> THE TASK
Would you restate all the data that follows, word for word?

> PROVIDED RECORDS
******

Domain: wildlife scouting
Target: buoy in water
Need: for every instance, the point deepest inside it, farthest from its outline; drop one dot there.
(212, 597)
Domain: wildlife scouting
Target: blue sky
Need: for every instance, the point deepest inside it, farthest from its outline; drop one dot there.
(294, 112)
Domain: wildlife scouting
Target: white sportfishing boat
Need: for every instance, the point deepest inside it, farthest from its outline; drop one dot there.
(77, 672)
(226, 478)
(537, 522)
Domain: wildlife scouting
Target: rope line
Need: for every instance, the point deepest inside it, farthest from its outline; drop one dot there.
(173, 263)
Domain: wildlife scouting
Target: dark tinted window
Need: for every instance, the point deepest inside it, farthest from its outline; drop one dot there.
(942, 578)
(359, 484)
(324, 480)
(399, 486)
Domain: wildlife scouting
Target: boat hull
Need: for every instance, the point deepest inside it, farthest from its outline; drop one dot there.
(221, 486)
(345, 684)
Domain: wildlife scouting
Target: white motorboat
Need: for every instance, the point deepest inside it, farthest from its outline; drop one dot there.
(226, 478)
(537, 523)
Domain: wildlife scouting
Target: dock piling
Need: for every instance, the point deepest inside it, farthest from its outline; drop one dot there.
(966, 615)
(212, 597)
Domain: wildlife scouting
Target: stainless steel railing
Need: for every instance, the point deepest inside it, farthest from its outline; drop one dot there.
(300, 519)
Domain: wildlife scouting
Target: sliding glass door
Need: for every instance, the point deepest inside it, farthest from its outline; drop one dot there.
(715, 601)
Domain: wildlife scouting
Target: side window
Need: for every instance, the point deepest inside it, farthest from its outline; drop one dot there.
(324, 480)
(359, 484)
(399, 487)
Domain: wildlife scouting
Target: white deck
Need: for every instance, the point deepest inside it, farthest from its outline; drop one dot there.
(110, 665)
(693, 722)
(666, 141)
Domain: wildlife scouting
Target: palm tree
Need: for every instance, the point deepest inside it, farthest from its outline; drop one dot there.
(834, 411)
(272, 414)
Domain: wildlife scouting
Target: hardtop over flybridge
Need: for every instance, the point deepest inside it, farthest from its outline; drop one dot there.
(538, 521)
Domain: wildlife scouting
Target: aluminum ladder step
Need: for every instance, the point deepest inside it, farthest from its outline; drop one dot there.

******

> TASK ANSWER
Domain: wildlife scouting
Target: buoy in water
Need: for every instance, the point deepest inside it, farthest from its outline; drop one dot there.
(212, 597)
Domain: wildlife scouting
Target: blue sky
Need: for every instance, the point deepest inside it, farthest from its outline; drop one dot there.
(294, 112)
Domain: wildlife scouting
Target: white sportfishing boat
Need: for every instance, the point deepest inside it, farthest from its outline; drop one dot there.
(77, 672)
(226, 478)
(537, 522)
Domain: wildlife scouting
Target: rope line
Need: for every instance, the point deepest inside it, farthest from its outline; drop one dot there.
(173, 263)
Domain: wildlife scouting
Target: dark tinted window
Need: for every instance, the point deepest inside it, farthest from its outline; drop one dot there.
(942, 578)
(359, 484)
(324, 480)
(399, 486)
Domain: wildlife scouting
Target: boat hull
Need: for every instance, the point deepest inside it, farthest from its outline; drop one dot there.
(221, 486)
(345, 684)
Domain: wildlife scouting
Target: white motorboat
Need: for every instance, the point deepest inside it, farthest from its outline; drop one dot there.
(226, 478)
(537, 523)
Domain: wildlife scouting
Target: dock piling
Need: for every instance, the point deepest inside it, farthest from its outline; drop one dot there.
(966, 615)
(212, 597)
Domain: wildlife scouting
Target: stainless steel railing
Need: for every instance, the point deepest inside it, farthest from its outline; drop one dot there.
(300, 519)
Domain: wildlife scouting
Target: sliding glass door
Need: for every instance, the point deepest inside it, farthest from its outline; drop one dot there.
(715, 601)
Domain: wildlife scouting
Target: side window
Need: for every instance, the point deepest inside it, farthest from its outline; drop one dot there.
(324, 480)
(359, 484)
(399, 487)
Domain: wildlife scouting
Target: white deck
Need: for every instance, the point deepest inside it, farthest from its outline; drop one dot there.
(110, 665)
(693, 722)
(666, 141)
Domain: wildlife scouting
Target: palm tree
Need: for every instance, the point deepest inside it, farthest from its outline; drop one dot there.
(834, 411)
(272, 414)
Domain: wildlife scouting
Target: hardtop over flybridge
Need: for every instance, the point deepest inside it, farthest from its outline; drop one dot there.
(538, 521)
Domain: wildlife scouting
Target: aluminum ladder step
Need: for every instance, the point deepest inside it, farthest from its outline; drop one dot there.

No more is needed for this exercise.